Prompt:
Output the records, every one, exactly as given.

======== Material for this exercise ========

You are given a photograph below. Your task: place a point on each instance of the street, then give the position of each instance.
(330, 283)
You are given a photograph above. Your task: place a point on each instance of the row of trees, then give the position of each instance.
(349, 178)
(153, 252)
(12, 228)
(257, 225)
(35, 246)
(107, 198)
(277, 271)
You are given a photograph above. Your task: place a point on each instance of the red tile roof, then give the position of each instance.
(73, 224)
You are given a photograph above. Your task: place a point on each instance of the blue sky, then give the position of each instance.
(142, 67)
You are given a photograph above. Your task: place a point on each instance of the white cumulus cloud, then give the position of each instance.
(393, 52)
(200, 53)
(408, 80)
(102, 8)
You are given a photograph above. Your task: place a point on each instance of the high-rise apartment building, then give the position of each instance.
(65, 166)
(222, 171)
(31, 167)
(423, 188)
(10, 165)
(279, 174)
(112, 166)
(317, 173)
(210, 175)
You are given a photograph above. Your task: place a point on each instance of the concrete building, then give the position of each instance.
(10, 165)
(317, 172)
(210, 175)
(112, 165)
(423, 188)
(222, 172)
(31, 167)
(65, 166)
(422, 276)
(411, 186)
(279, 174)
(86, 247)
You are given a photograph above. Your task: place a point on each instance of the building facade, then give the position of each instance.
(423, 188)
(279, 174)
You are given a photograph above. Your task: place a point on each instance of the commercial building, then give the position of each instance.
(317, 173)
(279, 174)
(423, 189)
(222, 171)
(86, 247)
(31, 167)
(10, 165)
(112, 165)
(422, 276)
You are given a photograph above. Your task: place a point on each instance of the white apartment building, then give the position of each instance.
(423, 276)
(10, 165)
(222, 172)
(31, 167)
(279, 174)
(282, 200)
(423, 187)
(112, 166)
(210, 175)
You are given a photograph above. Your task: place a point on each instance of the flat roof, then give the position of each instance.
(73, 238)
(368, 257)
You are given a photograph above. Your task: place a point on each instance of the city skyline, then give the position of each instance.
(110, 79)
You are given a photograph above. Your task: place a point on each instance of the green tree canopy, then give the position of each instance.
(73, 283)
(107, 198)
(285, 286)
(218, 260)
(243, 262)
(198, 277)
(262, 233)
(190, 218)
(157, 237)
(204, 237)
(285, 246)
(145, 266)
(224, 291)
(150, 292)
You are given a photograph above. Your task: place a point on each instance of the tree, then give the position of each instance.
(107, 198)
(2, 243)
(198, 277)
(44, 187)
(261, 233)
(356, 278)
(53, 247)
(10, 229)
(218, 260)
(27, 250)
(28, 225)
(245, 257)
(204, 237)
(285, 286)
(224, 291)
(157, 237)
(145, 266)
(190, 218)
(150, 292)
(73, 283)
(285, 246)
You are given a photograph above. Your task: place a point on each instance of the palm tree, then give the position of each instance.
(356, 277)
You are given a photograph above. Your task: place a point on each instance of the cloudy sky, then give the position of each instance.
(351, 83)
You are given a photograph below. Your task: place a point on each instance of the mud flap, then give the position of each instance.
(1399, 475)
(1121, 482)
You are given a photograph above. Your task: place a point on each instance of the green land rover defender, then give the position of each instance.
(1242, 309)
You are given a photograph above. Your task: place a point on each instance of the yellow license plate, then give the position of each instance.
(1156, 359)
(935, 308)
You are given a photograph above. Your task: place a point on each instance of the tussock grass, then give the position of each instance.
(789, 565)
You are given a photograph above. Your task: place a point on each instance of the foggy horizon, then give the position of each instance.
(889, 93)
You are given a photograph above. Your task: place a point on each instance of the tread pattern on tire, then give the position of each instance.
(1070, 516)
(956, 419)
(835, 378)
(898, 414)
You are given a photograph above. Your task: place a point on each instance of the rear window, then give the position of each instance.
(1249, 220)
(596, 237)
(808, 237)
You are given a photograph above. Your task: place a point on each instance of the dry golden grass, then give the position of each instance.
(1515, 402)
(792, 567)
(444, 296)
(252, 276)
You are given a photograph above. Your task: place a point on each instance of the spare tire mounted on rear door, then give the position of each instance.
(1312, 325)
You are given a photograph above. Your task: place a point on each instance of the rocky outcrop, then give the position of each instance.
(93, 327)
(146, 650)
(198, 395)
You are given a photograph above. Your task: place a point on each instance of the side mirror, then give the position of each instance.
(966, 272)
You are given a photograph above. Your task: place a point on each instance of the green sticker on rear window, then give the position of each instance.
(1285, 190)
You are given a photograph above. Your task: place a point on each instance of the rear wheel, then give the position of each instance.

========

Solution for this task:
You are given a photograph below. Your task: place a point on each instance of the street, then give the position of each instance.
(330, 283)
You are given a photograph above. Your task: place a point on each instance of the row of trees, then give the position of each instance.
(349, 178)
(153, 252)
(12, 228)
(257, 225)
(35, 246)
(107, 198)
(277, 271)
You are given a photograph above. Your task: place a point on each instance of the red tile roof, then give the position of each instance.
(73, 224)
You are given a photograph above. Your task: place a point on each instance of the blue sky, then give the position of each instance.
(142, 67)
You are given a photograph above. Your task: place a point on each instance of the white cumulus cloud, then give the position of each instance.
(393, 52)
(200, 53)
(408, 80)
(102, 8)
You are given a photograph above. Your task: place a point on each instance of the high-rise apartment building, then give the position of each instance.
(65, 166)
(222, 171)
(31, 167)
(423, 188)
(10, 165)
(279, 174)
(112, 166)
(317, 173)
(210, 175)
You are given a photograph above. Your task: place a point on each instance of the concrete building, then give the position of each instance.
(10, 165)
(317, 172)
(210, 175)
(112, 165)
(423, 188)
(222, 172)
(31, 167)
(65, 166)
(422, 276)
(411, 186)
(279, 174)
(86, 247)
You are given a photograph above. Your task: place a point on each instance of the building facade, then give the position of each instance.
(423, 188)
(279, 174)
You are given a photograph above. Your task: place a point on each instance of the commercial building, then give the position of each instance.
(317, 173)
(279, 174)
(423, 189)
(222, 171)
(86, 247)
(31, 167)
(10, 165)
(112, 165)
(422, 276)
You are given a photograph above. Your task: place a point on each instance of the white apartment building, then give the position of each instance.
(423, 276)
(10, 165)
(222, 172)
(31, 167)
(279, 174)
(282, 200)
(423, 187)
(112, 166)
(210, 175)
You are given a photograph above. Your task: place a point on each instance of the flat roof, then give the position of each instance.
(73, 238)
(368, 257)
You are given a photograph above. Your task: place a point on each instance of the city skyline, then give the position of each instance.
(110, 79)
You are given a photograph above. Your task: place a point on each instance of the green tree canopy, then give the position of each instance.
(73, 283)
(107, 198)
(285, 286)
(218, 260)
(243, 262)
(198, 277)
(262, 233)
(190, 218)
(157, 237)
(204, 237)
(285, 246)
(145, 266)
(224, 291)
(150, 292)
You are given a photograph above. Your task: place a point on each instance of the tree, then give the position of each instance.
(107, 198)
(2, 243)
(198, 277)
(44, 187)
(261, 233)
(356, 278)
(53, 247)
(10, 229)
(218, 260)
(27, 250)
(28, 225)
(245, 257)
(204, 237)
(285, 286)
(224, 291)
(157, 237)
(145, 266)
(190, 218)
(150, 292)
(73, 283)
(285, 246)
You are given a photograph above. Your task: place a point on each instance of the palm tree, then give the position of each instance.
(356, 277)
You are given a photograph above. Your task: place a point on each instance of the cloudy sky, then give the position of each instance.
(351, 83)
You are given a photograph below. Your task: place a point on each instance of the mud flap, then give the position of each instance.
(1399, 475)
(1121, 482)
You are given a photograph above. Your task: place a point on each instance of the green land rover defender, then give the position of each instance.
(1242, 309)
You are given a photograph above. Your task: place a point on each instance of the yellow license plate, then give the position of each instance.
(1156, 359)
(935, 308)
You are given a photograph above. Your task: place a point on each instance of the tussock grass, then give the position of each instance.
(789, 565)
You are given a photograph above. Your task: place a point on each instance of the foggy horizon, then give the position of each instance.
(889, 93)
You are given a photograph above. Your task: place a point on each instance of the tread pattern on tire, then give the position of each instance.
(1070, 516)
(956, 419)
(835, 378)
(898, 414)
You are given a photograph above. Your task: place a point on each instance of the rear window, then give the position of each instance.
(1249, 220)
(596, 237)
(808, 237)
You are given a photograph above. Your task: place a point on each instance of the dry golden grass, then give the position of each instance.
(1515, 402)
(792, 567)
(444, 296)
(252, 276)
You are given a photograph above. Your task: place a point on each instance of the spare tire mounted on rear door, then give the position of each instance.
(1312, 325)
You are given a photograph above. Your task: place a point on each instance of the rocky outcrop, then give the position of each instance.
(93, 327)
(146, 650)
(198, 395)
You are given a photograph above. Your task: place a point on each instance of the side mirror, then give the position of each instance.
(966, 272)
You are given a photograph above. Your task: place a point on each instance of the green sticker on rear window, then give the position of each instance.
(1285, 190)
You are given a photograph above. Your task: place a point on each instance of the rear wheel, then give the position of each instance.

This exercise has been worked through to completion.